*Instructions for the task:* Retype the records below word for word, and leave the pictures out of your copy.
** BEGIN Dataset rows **
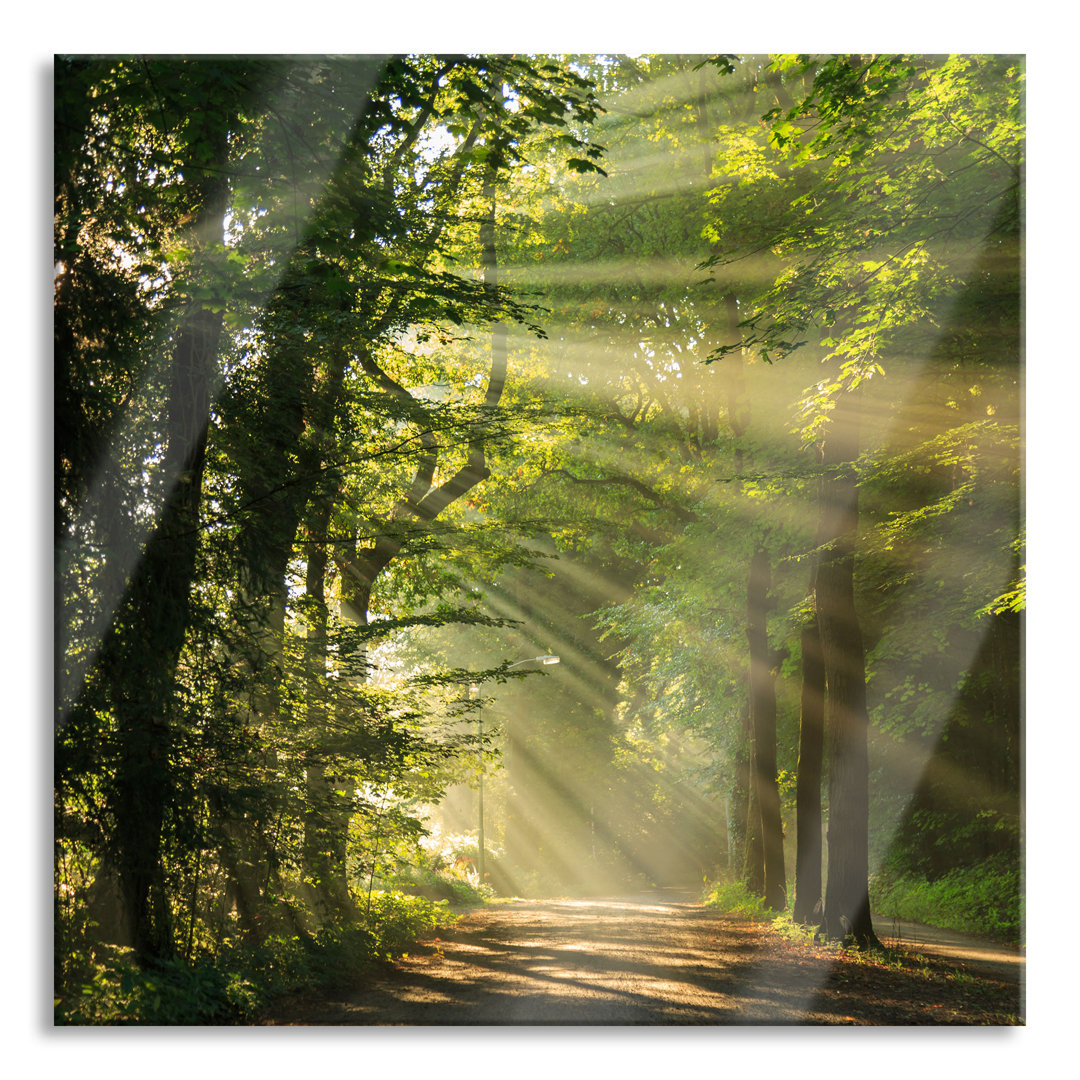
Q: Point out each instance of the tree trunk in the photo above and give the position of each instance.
(847, 896)
(147, 648)
(763, 711)
(808, 848)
** END Dataset rows **
*Full solution:*
Q: Point out each instance of the tree trunk in the photo above and give the position of each instance.
(847, 896)
(147, 648)
(763, 711)
(808, 848)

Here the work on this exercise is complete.